* **Exercise text**:
((

WHO is delivering fuel to health facilities across the country to support the continuity of life-saving health care services in Yemen. In addition, a USAID/BHA international non-governmental organization
(INGO) partner is providing humanitarian coordination and information management (HCIM) support to relief actors by analyzing and mapping the impact of fuel shortages on operations to bolster humanitarian decision-making.
Clashes in Al Jawf, Marib Displace Nearly 1,000 Households in Late August
Escalated conflict in northern Yemen’s Al Jawf and Marib, which began in late January, continues to displace populations and increase humanitarian needs, according to the UN. In late August, IOM recorded approximately 830 and 150 newly displaced households in Al Jawf and Marib, respectively, due to increased fighting in the governorates, bringing the total number of newly displaced households in Al Jawf to approximately 1,560 and Marib to 9,400 to date in 2020. While Marib remains a primary destination for IDPs fleeing frontline clashes, conflict continued to affect civilian areas in the governorate in late August, with airstrikes and shelling damaging civilian houses and water supply systems, the Protection Cluster reports.
With USG and other donor support, IOM is providing life-saving health, protection, and WASH support to IDPs and migrants—primarily from the Horn of Africa—in Marib. From late July to late August, IOM provided emergency health services to approximately 2,200 IDPs, conducted more than 5,300 protection screening interviews for IDPs and migrants, and distributed more than 400 RRM kits to newly displaced persons in the governorate. In addition, IOM distributed dignity and hygiene kits to approximately 1,000 and 2,000 migrants, respectively, to decrease the transmission risk of communicable diseases.

))

* **Prompt 1**: Repeat word for word the part of the Yemen update that starts with the words containing "With USG and" and ends with "of communicable diseases.".
* **Prompt 2**:
Decide whether each statement agrees with the Yemen update, answering yes or no and quoting the words from the update that settle it.
(a) The escalated conflict in Al Jawf and Marib began in late January.
(b) In late August, IOM recorded about 150 newly displaced households in Al Jawf.
(c) From late July to late August, IOM provided emergency health services to about 5,300 IDPs.

* **Data**:

((

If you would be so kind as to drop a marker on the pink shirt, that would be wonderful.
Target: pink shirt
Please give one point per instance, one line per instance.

))

* **Task answer 1**:
With USG and other donor support, IOM is providing life-saving health, protection, and WASH support to IDPs and migrants—primarily from the Horn of Africa—in Marib. From late July to late August, IOM provided emergency health services to approximately 2,200 IDPs, conducted more than 5,300 protection screening interviews for IDPs and migrants, and distributed more than 400 RRM kits to newly displaced persons in the governorate. In addition, IOM distributed dignity and hygiene kits to approximately 1,000 and 2,000 migrants, respectively, to decrease the transmission risk of communicable diseases.

* **Task answer 2**:
(a) Yes: "which began in late January"
(b) No: "approximately 830 and 150 newly displaced households in Al Jawf and Marib, respectively"
(c) No: "IOM provided emergency health services to approximately 2,200 IDPs"